§ **ASSIGNMENT**
Precisely the lines from the one with "Query: vegetation" through the end of the data, both included, must make up the response, each restated word for word.

== Segment start ==

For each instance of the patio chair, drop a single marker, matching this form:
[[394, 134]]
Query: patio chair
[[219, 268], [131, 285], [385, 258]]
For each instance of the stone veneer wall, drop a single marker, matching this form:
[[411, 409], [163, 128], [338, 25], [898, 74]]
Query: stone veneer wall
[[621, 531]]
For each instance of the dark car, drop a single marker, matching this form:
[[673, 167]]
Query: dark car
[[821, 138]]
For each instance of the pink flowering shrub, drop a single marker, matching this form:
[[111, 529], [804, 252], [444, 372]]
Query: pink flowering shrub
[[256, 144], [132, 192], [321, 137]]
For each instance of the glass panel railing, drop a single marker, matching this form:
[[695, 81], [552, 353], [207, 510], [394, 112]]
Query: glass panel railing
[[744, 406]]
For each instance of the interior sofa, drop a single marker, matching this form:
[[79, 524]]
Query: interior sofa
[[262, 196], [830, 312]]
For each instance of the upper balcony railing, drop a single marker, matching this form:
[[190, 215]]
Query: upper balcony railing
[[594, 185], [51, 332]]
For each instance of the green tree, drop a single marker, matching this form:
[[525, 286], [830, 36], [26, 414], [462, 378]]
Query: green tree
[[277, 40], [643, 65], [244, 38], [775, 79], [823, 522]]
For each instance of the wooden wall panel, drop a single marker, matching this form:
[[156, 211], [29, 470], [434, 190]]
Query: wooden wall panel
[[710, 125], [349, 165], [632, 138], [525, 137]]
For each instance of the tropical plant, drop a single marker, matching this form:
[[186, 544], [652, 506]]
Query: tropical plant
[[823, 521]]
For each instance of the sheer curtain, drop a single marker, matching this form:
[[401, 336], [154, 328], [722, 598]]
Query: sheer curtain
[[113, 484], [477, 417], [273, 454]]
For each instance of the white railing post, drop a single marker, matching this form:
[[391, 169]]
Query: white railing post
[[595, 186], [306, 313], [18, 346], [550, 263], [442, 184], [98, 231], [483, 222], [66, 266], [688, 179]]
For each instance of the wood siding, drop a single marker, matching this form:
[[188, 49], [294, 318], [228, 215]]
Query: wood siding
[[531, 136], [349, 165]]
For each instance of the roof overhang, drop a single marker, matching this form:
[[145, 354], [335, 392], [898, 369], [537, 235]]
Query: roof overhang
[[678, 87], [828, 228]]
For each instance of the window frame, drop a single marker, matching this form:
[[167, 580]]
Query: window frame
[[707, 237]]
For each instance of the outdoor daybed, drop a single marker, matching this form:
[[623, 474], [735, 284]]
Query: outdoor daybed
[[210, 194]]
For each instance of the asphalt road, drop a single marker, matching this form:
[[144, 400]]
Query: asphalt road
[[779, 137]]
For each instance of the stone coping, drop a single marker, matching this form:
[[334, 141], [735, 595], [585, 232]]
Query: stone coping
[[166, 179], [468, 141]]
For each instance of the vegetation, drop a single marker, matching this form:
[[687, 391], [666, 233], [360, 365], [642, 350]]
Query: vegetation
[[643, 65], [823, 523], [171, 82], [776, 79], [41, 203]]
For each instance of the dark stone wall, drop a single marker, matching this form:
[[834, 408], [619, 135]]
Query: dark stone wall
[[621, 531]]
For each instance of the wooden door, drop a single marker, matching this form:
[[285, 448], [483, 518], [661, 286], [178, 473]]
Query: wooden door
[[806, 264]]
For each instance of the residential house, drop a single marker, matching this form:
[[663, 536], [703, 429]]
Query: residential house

== Segment end ==

§ **ANSWER SECTION**
Query: vegetation
[[643, 65], [823, 523], [171, 82], [776, 79], [41, 203]]
For each instance of the dark stone wall, drop a single marker, matching this form:
[[834, 408], [619, 135]]
Query: dark stone wall
[[621, 531]]
For each instance of the wooden door, drop a single marker, matching this form:
[[285, 448], [483, 518], [661, 286], [178, 473]]
Query: wooden door
[[806, 264]]
For each instance of the residential house, drop a single marker, matching this form:
[[663, 536], [703, 429]]
Query: residential house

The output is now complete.